WORK ITEM: The expected answer is the set of lines in the data below between the line holding "Expected: for every instance of the grass" and the line holding "Expected: for every instance of the shadow", inclusive, written out exactly.

(Stored records)
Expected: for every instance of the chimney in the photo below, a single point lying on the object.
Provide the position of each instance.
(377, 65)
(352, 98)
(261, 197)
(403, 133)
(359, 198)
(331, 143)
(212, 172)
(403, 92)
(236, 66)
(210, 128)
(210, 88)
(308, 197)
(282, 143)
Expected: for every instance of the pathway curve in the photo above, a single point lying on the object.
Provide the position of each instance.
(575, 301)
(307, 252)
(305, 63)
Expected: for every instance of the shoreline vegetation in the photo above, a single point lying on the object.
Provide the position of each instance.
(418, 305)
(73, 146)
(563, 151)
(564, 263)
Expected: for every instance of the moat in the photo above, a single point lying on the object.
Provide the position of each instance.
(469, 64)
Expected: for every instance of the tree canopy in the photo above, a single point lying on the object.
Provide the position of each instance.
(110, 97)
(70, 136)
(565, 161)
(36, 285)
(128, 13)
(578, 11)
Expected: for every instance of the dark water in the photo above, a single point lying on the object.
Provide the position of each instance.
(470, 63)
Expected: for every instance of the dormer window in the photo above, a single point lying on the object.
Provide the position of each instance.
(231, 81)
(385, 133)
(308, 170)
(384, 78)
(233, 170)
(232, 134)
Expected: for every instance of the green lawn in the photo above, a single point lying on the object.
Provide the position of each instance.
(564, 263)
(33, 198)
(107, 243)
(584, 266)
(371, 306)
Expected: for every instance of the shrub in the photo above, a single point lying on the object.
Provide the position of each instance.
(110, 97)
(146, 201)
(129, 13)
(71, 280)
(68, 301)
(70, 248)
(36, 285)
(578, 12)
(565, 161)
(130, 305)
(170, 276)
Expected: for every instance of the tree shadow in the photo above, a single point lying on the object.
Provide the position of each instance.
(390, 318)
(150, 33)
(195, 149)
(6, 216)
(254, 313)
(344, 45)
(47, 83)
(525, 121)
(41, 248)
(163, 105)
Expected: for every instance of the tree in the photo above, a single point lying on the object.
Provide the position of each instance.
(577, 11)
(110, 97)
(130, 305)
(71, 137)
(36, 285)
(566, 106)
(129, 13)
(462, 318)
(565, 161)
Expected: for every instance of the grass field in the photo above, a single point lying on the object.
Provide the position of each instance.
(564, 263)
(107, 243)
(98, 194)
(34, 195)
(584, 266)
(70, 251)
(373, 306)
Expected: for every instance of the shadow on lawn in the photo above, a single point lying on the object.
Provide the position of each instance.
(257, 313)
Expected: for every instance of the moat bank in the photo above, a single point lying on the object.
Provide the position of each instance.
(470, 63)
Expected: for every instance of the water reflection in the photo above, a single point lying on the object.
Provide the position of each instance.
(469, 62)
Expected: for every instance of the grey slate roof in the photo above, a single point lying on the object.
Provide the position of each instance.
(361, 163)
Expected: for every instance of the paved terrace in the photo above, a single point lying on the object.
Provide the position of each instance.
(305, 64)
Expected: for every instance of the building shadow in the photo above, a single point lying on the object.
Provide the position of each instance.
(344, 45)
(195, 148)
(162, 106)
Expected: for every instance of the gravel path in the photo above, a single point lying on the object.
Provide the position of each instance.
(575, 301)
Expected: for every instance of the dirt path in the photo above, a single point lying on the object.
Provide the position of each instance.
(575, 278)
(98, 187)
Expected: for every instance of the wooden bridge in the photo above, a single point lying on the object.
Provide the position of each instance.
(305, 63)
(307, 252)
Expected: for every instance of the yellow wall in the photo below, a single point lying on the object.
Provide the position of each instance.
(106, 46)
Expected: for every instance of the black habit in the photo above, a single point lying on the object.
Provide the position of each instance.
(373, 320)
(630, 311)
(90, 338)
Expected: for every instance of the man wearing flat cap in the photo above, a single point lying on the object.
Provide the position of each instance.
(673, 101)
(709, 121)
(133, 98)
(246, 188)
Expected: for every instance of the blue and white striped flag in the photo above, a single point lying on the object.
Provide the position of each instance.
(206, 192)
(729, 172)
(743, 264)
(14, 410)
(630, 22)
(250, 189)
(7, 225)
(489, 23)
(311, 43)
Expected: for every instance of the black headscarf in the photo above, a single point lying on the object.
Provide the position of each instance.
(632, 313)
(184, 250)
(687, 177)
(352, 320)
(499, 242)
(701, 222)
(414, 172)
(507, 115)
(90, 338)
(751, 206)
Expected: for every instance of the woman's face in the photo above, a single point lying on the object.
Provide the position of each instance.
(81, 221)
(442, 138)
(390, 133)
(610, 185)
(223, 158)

ANSWER TO THE EXERCISE:
Expected: for every instance of the grass field in the photo above, a single point lying on the object.
Provide the position of each instance.
(564, 263)
(107, 243)
(98, 194)
(34, 195)
(584, 266)
(70, 251)
(373, 306)
Expected: for every instance of the shadow on lawn in the photo above, a single point lying on the object.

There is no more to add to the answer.